» **Excerpts of location labeling data**:
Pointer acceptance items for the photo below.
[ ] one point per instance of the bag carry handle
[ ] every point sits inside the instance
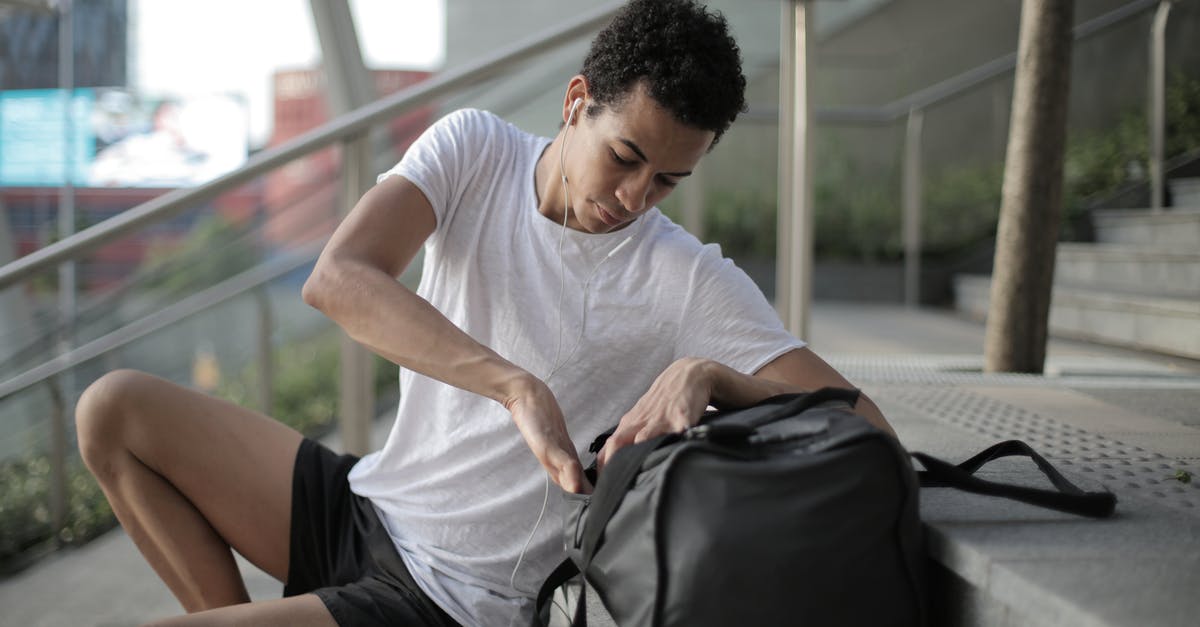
(562, 574)
(623, 469)
(798, 402)
(1068, 497)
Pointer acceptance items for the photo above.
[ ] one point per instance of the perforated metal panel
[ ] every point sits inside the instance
(929, 386)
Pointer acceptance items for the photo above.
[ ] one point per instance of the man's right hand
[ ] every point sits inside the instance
(540, 421)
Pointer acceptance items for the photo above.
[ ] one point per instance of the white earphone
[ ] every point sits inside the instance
(583, 321)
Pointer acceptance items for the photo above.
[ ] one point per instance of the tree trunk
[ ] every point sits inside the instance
(1032, 193)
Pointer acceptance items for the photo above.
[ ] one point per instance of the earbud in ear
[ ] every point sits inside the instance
(574, 107)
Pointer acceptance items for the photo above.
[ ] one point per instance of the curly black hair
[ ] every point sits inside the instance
(681, 52)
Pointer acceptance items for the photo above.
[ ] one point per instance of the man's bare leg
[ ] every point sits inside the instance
(190, 477)
(304, 610)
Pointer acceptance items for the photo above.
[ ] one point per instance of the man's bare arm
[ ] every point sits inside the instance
(678, 396)
(354, 284)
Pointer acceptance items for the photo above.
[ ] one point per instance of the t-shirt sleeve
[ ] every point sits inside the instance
(727, 318)
(439, 162)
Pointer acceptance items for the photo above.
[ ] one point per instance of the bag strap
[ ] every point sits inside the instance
(562, 574)
(798, 402)
(1067, 497)
(615, 482)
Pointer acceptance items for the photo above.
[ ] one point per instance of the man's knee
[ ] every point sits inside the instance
(102, 412)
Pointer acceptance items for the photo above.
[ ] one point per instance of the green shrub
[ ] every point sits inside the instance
(25, 507)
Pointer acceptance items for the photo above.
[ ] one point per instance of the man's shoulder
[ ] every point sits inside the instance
(678, 244)
(475, 123)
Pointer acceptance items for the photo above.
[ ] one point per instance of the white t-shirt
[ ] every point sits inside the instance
(456, 485)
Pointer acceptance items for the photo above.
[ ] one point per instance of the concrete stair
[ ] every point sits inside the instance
(1137, 286)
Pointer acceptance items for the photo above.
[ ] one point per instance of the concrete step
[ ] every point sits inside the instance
(1185, 191)
(1177, 228)
(1169, 326)
(1131, 269)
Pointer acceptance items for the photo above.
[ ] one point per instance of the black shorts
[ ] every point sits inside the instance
(341, 551)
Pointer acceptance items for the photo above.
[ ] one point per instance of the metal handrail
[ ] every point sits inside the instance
(954, 85)
(342, 129)
(186, 308)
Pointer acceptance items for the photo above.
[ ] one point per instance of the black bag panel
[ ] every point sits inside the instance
(720, 575)
(622, 569)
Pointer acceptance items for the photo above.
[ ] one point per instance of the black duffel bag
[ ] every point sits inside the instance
(795, 511)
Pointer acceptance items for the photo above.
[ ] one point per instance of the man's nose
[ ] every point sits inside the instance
(633, 193)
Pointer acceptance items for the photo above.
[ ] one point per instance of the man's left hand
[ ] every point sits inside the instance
(675, 401)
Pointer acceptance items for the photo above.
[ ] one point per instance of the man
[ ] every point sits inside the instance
(555, 300)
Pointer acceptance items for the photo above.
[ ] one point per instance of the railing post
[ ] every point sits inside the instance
(912, 219)
(63, 388)
(357, 404)
(60, 401)
(265, 358)
(784, 193)
(796, 208)
(1157, 102)
(694, 202)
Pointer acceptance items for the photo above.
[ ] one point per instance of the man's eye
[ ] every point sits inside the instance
(618, 159)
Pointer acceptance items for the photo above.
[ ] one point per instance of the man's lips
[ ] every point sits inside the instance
(607, 216)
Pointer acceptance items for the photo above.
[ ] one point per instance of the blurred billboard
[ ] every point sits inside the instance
(114, 138)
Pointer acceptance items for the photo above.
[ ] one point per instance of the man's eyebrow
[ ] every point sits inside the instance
(642, 156)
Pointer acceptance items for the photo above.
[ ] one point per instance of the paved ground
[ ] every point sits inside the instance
(1122, 419)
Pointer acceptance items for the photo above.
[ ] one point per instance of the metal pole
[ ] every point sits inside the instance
(358, 369)
(1157, 102)
(265, 360)
(349, 87)
(912, 208)
(784, 202)
(63, 389)
(694, 202)
(801, 240)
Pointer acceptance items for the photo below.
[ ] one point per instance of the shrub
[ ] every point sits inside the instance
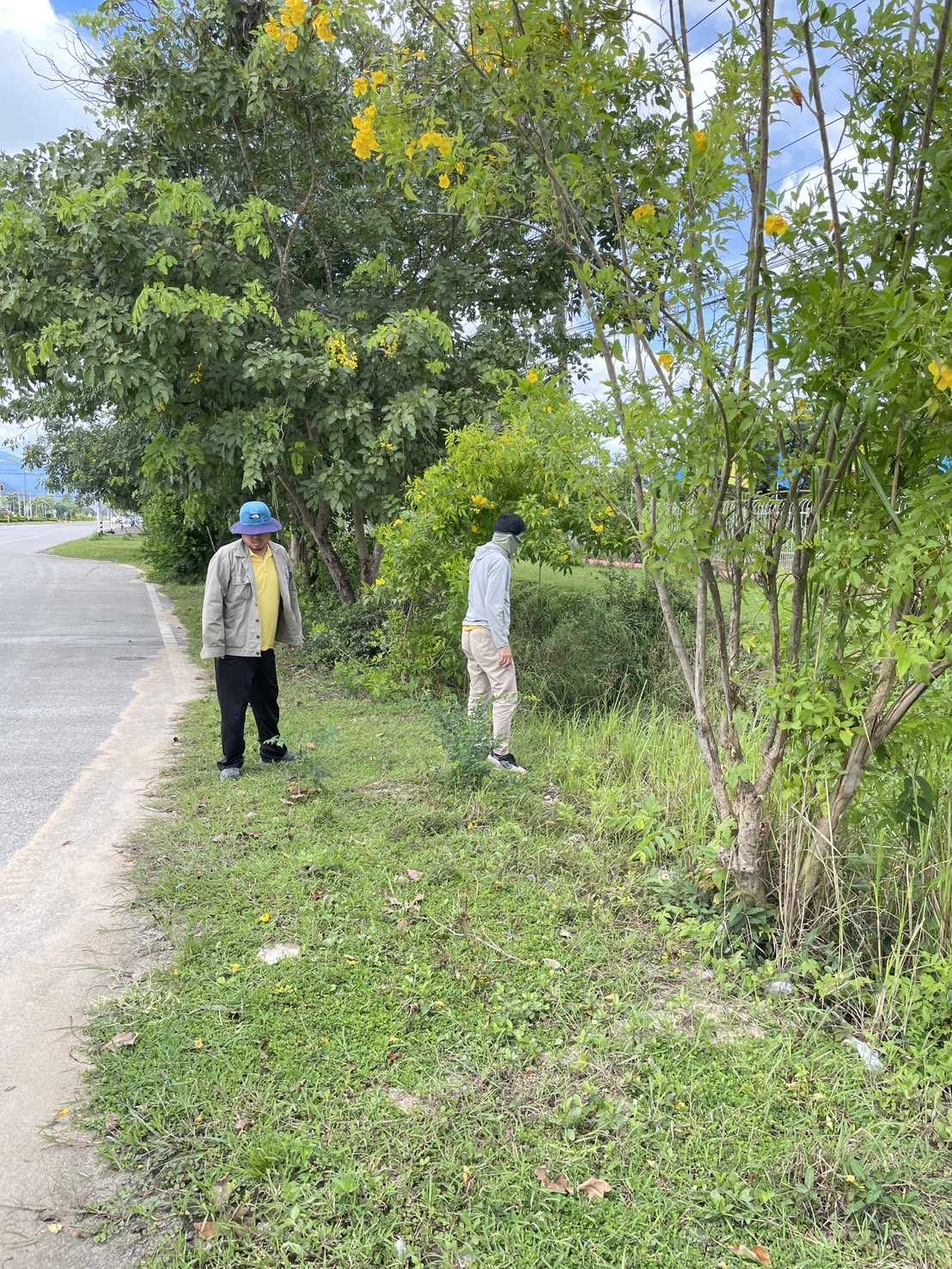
(579, 649)
(174, 550)
(335, 632)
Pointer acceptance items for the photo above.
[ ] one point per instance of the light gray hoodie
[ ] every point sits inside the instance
(490, 574)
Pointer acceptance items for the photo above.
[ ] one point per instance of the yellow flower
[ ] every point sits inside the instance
(338, 346)
(774, 226)
(436, 140)
(294, 13)
(364, 143)
(321, 28)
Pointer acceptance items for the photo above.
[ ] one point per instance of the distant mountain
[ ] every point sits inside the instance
(13, 475)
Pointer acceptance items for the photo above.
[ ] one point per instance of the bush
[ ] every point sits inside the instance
(574, 650)
(175, 551)
(337, 633)
(577, 650)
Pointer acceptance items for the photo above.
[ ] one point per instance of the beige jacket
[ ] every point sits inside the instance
(231, 625)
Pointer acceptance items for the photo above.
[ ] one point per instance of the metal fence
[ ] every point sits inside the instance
(760, 524)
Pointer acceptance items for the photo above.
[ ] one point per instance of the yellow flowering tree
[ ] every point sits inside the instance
(247, 290)
(541, 455)
(774, 366)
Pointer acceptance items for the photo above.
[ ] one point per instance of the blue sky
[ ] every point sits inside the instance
(34, 111)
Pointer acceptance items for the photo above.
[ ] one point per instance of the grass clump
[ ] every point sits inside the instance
(113, 547)
(480, 991)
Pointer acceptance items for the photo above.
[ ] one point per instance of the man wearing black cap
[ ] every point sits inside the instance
(250, 603)
(489, 659)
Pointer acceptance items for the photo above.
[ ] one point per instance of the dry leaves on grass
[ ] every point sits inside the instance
(394, 905)
(122, 1040)
(560, 1186)
(595, 1188)
(760, 1255)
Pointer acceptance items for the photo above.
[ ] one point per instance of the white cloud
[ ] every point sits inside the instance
(34, 109)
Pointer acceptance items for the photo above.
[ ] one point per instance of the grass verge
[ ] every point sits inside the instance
(112, 547)
(480, 992)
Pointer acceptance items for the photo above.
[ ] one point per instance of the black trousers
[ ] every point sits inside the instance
(242, 681)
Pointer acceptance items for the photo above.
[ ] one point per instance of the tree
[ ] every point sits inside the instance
(223, 293)
(541, 457)
(819, 358)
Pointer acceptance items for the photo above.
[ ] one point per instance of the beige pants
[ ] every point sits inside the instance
(488, 678)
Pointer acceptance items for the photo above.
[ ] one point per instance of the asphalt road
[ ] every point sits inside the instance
(93, 680)
(75, 635)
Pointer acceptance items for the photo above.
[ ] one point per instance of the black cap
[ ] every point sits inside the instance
(510, 523)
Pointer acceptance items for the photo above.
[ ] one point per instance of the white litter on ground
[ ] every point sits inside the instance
(279, 952)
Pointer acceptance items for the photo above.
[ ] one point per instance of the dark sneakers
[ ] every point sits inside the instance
(505, 763)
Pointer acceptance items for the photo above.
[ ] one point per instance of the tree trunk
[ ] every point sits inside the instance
(334, 565)
(318, 527)
(369, 560)
(748, 859)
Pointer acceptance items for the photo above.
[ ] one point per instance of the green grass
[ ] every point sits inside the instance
(113, 547)
(582, 577)
(508, 1005)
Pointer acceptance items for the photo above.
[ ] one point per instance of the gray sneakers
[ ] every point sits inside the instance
(505, 763)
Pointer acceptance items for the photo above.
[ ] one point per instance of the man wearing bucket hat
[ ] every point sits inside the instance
(250, 603)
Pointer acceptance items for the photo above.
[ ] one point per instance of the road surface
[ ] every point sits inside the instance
(74, 638)
(92, 679)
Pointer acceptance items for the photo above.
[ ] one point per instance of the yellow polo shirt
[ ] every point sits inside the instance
(268, 596)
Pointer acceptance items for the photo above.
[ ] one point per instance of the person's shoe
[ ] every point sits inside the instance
(287, 757)
(505, 763)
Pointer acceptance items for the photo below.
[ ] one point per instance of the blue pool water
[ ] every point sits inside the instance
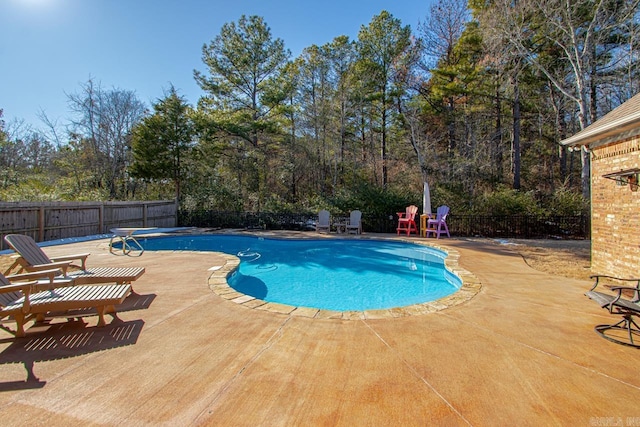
(341, 275)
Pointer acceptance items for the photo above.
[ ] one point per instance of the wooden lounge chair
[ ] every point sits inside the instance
(33, 258)
(25, 301)
(616, 304)
(406, 220)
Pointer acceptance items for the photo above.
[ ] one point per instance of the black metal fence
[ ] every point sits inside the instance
(512, 226)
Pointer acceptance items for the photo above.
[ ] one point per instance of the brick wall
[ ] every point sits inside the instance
(615, 211)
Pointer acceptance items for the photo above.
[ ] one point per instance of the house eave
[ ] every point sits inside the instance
(617, 130)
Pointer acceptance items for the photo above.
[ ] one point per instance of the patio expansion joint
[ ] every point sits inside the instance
(415, 372)
(273, 339)
(544, 352)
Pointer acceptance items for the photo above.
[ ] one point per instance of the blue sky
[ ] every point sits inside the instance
(48, 48)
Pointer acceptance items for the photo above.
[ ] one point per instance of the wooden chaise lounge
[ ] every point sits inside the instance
(33, 258)
(25, 301)
(616, 304)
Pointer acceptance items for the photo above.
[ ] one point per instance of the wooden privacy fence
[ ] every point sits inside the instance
(60, 220)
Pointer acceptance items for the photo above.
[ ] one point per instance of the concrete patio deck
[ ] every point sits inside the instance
(522, 351)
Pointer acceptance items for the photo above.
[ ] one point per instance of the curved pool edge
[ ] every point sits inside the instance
(471, 286)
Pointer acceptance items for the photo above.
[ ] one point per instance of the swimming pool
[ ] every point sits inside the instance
(330, 274)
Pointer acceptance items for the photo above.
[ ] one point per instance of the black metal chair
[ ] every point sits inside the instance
(616, 304)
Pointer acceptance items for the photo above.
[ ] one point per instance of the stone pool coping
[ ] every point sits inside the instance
(470, 287)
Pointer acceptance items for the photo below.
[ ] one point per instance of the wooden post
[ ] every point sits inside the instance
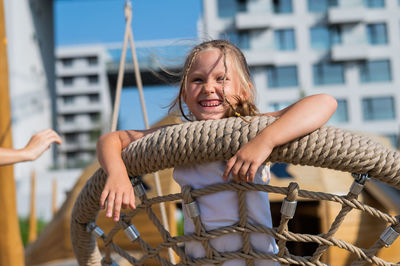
(54, 198)
(32, 235)
(11, 249)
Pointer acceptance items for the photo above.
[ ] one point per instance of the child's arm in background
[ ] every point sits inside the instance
(299, 119)
(118, 191)
(35, 147)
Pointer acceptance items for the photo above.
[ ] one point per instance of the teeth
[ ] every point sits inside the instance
(209, 103)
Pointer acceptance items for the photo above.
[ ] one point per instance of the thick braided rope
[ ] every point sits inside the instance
(206, 141)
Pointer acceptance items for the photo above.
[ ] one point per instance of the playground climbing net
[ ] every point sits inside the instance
(244, 227)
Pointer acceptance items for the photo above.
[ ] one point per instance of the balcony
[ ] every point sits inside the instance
(259, 58)
(349, 52)
(245, 21)
(340, 15)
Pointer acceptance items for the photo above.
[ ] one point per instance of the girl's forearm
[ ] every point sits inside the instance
(109, 149)
(299, 119)
(10, 156)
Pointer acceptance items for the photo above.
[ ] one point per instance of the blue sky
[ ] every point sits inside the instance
(102, 21)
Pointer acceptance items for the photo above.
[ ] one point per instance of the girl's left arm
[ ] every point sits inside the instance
(295, 121)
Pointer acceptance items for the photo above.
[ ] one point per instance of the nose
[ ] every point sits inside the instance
(208, 88)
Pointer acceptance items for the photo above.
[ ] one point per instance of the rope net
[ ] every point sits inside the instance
(206, 141)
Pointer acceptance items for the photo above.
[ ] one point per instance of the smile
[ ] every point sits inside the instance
(210, 103)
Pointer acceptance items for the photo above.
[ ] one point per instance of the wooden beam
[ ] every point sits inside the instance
(54, 197)
(32, 235)
(11, 249)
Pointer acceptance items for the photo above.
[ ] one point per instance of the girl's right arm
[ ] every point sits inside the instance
(118, 191)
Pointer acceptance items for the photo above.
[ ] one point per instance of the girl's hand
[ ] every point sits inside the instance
(40, 142)
(244, 164)
(118, 193)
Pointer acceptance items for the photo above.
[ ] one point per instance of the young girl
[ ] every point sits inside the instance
(216, 83)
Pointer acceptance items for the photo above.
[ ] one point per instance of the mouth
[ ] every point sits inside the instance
(210, 103)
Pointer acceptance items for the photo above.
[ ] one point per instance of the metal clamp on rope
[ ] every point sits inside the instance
(389, 236)
(288, 208)
(358, 184)
(138, 186)
(94, 229)
(132, 233)
(104, 263)
(192, 209)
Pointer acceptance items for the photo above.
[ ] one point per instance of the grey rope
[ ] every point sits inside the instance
(206, 141)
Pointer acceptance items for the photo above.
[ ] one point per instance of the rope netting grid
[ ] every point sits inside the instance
(243, 227)
(367, 154)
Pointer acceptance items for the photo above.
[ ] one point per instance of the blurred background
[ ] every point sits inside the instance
(63, 58)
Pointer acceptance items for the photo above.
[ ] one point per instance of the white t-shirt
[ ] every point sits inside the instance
(221, 209)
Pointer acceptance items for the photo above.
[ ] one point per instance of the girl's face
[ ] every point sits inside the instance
(204, 96)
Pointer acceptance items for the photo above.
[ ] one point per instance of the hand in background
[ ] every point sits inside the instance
(40, 142)
(37, 144)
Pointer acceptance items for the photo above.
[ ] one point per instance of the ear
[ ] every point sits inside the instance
(244, 94)
(183, 95)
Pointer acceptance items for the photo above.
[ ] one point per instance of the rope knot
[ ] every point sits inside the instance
(293, 191)
(186, 194)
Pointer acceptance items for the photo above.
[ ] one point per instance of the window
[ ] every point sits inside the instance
(229, 8)
(67, 62)
(94, 98)
(377, 33)
(94, 117)
(93, 79)
(68, 99)
(326, 74)
(67, 81)
(71, 137)
(341, 115)
(324, 37)
(284, 76)
(374, 3)
(239, 38)
(282, 6)
(69, 118)
(92, 60)
(285, 40)
(375, 71)
(381, 108)
(273, 107)
(94, 135)
(321, 5)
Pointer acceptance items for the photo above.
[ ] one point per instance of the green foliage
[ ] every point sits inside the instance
(24, 228)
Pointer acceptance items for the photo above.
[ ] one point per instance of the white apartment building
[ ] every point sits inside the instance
(349, 49)
(83, 102)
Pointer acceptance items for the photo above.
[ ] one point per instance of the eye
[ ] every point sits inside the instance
(221, 78)
(197, 80)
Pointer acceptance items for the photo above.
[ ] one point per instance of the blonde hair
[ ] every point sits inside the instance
(241, 107)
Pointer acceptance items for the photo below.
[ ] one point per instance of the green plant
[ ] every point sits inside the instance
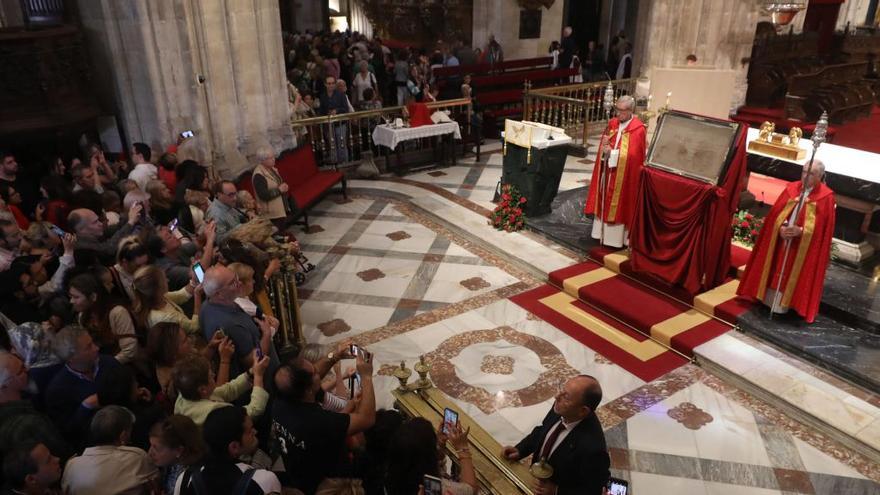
(746, 227)
(508, 215)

» **DIRECTIONS FOR THIS TASK**: Locate each line in the records above that contains the word "green" and copy those lines out.

» **EXPECTED ANSWER**:
[ ] one point per instance of the green shrub
[ ] one point per instance of the green grass
[ ] one point per instance of the green foliage
[ ] one point per instance of the green plant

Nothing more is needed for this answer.